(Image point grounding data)
··········

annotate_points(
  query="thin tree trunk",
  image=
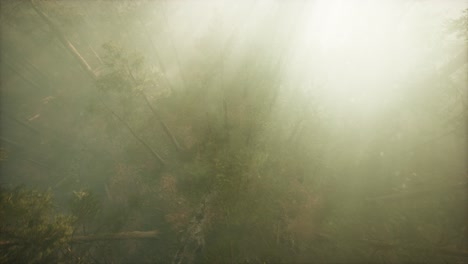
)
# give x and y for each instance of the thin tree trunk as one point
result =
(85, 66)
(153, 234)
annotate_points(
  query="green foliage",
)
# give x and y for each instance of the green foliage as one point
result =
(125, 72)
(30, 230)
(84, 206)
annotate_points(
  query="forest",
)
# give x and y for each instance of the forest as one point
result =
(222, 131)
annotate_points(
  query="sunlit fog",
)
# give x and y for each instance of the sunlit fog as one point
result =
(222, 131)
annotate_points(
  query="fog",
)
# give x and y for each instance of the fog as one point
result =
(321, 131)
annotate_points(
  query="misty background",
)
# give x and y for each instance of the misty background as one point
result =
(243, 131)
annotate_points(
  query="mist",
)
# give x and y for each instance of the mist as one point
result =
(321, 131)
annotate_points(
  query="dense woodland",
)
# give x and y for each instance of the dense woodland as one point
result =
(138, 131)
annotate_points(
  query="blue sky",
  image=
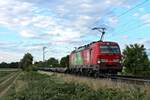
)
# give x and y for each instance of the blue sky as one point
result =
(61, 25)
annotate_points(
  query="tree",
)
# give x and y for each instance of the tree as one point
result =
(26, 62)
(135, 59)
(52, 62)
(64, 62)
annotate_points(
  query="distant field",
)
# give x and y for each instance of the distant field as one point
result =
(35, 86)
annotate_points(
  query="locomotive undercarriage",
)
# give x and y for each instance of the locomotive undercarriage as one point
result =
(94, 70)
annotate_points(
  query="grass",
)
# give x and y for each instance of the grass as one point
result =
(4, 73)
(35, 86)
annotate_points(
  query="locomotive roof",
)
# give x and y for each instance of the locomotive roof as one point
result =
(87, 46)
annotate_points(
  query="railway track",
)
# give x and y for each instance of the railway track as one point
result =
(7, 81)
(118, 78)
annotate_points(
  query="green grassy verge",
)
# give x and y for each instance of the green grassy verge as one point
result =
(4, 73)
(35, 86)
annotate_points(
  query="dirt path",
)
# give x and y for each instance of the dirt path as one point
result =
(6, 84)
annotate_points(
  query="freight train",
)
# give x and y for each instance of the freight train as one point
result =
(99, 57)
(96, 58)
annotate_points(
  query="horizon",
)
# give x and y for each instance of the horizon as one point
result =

··········

> [Your instructions] A verbatim copy of every record above is required, with all pictures omitted.

> [Response]
annotate_points(
  query="thin tree trunk",
  image=
)
# give x and y for each instance of the thin tree trunk as one point
result =
(85, 66)
(153, 234)
annotate_points(
  query="green foliage",
)
# give x and y for each instance of the green foliage as one point
result =
(125, 72)
(30, 230)
(84, 206)
annotate_points(
  query="forest",
)
# give x and y for each instance of the forest as one point
result =
(222, 131)
annotate_points(
  query="sunlit fog",
)
# give x and y for each instance of the sunlit fog as one point
result =
(222, 131)
annotate_points(
  query="fog",
)
# give x and y for each instance of the fog as one point
result =
(321, 131)
annotate_points(
  query="misty background",
)
# give x and y for each instance of the misty background as one point
result =
(243, 131)
annotate_points(
  query="mist",
)
# give x and y for each instance of the mist as one point
result =
(321, 131)
annotate_points(
  query="dense woodland",
)
# give x and y for each instance of the dense woodland as one point
result =
(138, 131)
annotate_points(
  query="blue sky",
  image=
)
# give x and y for each instance of the blue sky as one point
result =
(61, 25)
annotate_points(
  query="tree",
)
# give x and y for each instance of the tree as one point
result =
(26, 62)
(135, 59)
(52, 62)
(64, 62)
annotate_points(
  query="distant field",
)
# give x and y for each instance of the distant field as one point
result =
(35, 86)
annotate_points(
  query="locomotive undercarriage",
)
# give x and y for each instance of the locomotive undercarriage as one point
result =
(94, 70)
annotate_points(
  query="grass",
)
# give x and y for each instance of the grass as one point
result =
(4, 73)
(35, 86)
annotate_points(
  query="locomotive roof",
)
# give x and y for each instance of the locomotive roof as one point
result =
(87, 46)
annotate_points(
  query="railway track",
)
# give x and y for each instance of the railway track as one point
result =
(7, 81)
(118, 78)
annotate_points(
  query="green grassy verge",
)
# give x and y for each instance of the green grassy verge as one point
result =
(4, 73)
(35, 86)
annotate_points(
  query="dirt path",
)
# give x and y for each instance of the dirt path as one point
result =
(6, 84)
annotate_points(
  query="freight train",
)
# give x and y for each instance of the freight train as one point
result =
(99, 57)
(96, 58)
annotate_points(
  query="horizon",
)
# give x and y for each instance of the horizon as one point
result =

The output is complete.